Requirement 1 —
Answer these questions from the Ariba Live article.
(a) Which areas of innovation does the abstract name for SAP Ariba?
(b) Who opened this year's Ariba Live conference?
(c) How many attendees were at this year's Ariba Live, and how many were there last year?
Requirement 2 — Reproduce the part of the Ariba Live article between "Alex Atzberger, SAP" and "and further growth.", inclusive.

Healthy Growth and Innovations Highlighted at Ariba Live

Abstract

SAP Ariba is getting serious about managing direct materials spend, as well as innovating in areas such as machine learning, blockchain, integrating with other networks, and more. We explore these and other highlights from this year’s Ariba Live conference.

Article

Alex Atzberger, SAP Ariba’s President, opened up this year’s Ariba Live conference with a slew of impressive metrics: since last year’s conference, Ariba Network added 3 million new users (30% growth) and $300B in commerce transacted, reaching about $1.25 trillion total transactions over Ariba Network last year. They had 496 go-lives and added 10 new Global Fortune 100 clients over the past 12 months. There were 3,200 attendees at this year’s Ariba Live, up from 2,500 last year. It appears that SAP Ariba is doing well from a growth perspective. They are also investing in innovation and further growth.

Data —
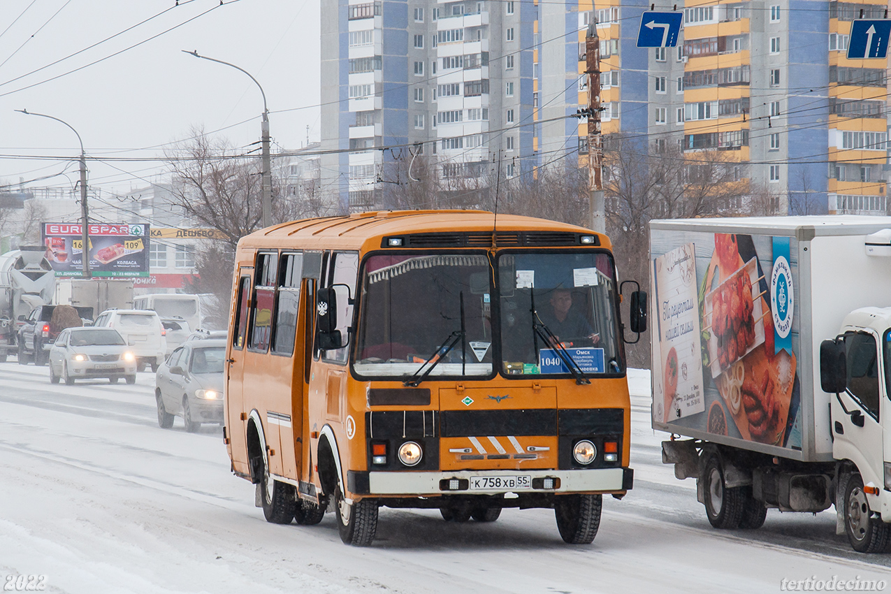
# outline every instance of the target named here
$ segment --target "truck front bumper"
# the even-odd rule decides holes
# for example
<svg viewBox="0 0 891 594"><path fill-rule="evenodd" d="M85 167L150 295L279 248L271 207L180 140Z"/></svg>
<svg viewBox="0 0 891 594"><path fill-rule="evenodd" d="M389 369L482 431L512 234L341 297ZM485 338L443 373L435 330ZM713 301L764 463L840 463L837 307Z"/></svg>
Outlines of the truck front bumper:
<svg viewBox="0 0 891 594"><path fill-rule="evenodd" d="M504 492L619 492L634 486L632 468L585 470L464 470L460 472L347 473L347 488L358 495L431 496L444 494L496 495ZM531 488L470 489L470 479L528 476ZM547 482L547 479L552 479ZM542 485L552 485L544 488ZM556 485L556 486L552 486ZM453 488L457 487L457 488ZM463 488L462 488L463 487Z"/></svg>

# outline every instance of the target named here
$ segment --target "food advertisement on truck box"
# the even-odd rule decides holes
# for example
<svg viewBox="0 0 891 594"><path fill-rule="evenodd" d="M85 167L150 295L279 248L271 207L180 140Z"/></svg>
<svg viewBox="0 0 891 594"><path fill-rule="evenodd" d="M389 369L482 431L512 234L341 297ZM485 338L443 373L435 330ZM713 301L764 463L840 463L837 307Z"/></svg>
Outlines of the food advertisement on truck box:
<svg viewBox="0 0 891 594"><path fill-rule="evenodd" d="M83 274L80 224L45 223L42 240L56 276ZM90 272L96 277L149 275L149 225L94 224L87 229Z"/></svg>
<svg viewBox="0 0 891 594"><path fill-rule="evenodd" d="M652 230L653 421L801 448L795 238Z"/></svg>

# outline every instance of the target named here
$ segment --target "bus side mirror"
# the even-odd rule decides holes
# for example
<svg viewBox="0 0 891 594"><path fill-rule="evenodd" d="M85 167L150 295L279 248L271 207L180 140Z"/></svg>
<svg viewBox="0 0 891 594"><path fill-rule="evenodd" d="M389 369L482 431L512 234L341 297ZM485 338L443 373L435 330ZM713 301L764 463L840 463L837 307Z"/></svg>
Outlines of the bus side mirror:
<svg viewBox="0 0 891 594"><path fill-rule="evenodd" d="M847 385L847 361L844 340L824 340L820 344L820 387L838 394Z"/></svg>
<svg viewBox="0 0 891 594"><path fill-rule="evenodd" d="M337 293L333 287L316 292L315 338L316 346L323 351L344 346L343 338L337 330Z"/></svg>
<svg viewBox="0 0 891 594"><path fill-rule="evenodd" d="M628 321L632 332L647 331L647 291L631 294L631 319Z"/></svg>

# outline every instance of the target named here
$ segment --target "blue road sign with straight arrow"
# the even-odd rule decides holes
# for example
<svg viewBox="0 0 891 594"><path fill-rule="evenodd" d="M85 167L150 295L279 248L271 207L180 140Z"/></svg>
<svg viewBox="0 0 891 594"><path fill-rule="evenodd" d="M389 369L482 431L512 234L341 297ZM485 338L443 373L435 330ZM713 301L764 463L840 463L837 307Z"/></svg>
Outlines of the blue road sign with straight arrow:
<svg viewBox="0 0 891 594"><path fill-rule="evenodd" d="M888 54L891 20L863 19L851 23L851 38L847 45L848 60L884 59Z"/></svg>
<svg viewBox="0 0 891 594"><path fill-rule="evenodd" d="M683 12L657 12L647 11L641 17L641 30L637 34L638 47L674 47L681 32Z"/></svg>

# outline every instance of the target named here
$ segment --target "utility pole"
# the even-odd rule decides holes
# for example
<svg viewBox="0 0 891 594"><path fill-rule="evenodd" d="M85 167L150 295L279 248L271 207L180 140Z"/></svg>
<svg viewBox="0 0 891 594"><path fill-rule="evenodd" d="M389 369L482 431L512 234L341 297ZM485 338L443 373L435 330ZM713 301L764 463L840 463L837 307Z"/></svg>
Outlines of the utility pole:
<svg viewBox="0 0 891 594"><path fill-rule="evenodd" d="M591 228L606 232L603 202L603 137L601 134L601 39L597 21L592 18L584 38L584 57L588 75L588 208Z"/></svg>
<svg viewBox="0 0 891 594"><path fill-rule="evenodd" d="M28 110L16 110L16 111L23 113L26 116L40 116L41 118L49 118L50 119L61 122L71 128L71 132L74 133L74 134L78 137L78 142L80 142L80 240L82 242L80 259L83 262L84 278L92 278L93 274L90 272L90 236L87 232L87 229L89 227L87 214L89 211L86 207L86 153L84 151L84 142L80 140L80 134L78 134L78 131L63 119L59 119L58 118L53 118L53 116L47 116L45 113L34 113L33 111L29 111Z"/></svg>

Exercise response 1 —
(a) Machine learning, blockchain, and integrating with other networks.
(b) Alex Atzberger, SAP Ariba's President.
(c) 3,200 this year, up from 2,500 last year.

Exercise response 2 —
Alex Atzberger, SAP Ariba’s President, opened up this year’s Ariba Live conference with a slew of impressive metrics: since last year’s conference, Ariba Network added 3 million new users (30% growth) and $300B in commerce transacted, reaching about $1.25 trillion total transactions over Ariba Network last year. They had 496 go-lives and added 10 new Global Fortune 100 clients over the past 12 months. There were 3,200 attendees at this year’s Ariba Live, up from 2,500 last year. It appears that SAP Ariba is doing well from a growth perspective. They are also investing in innovation and further growth.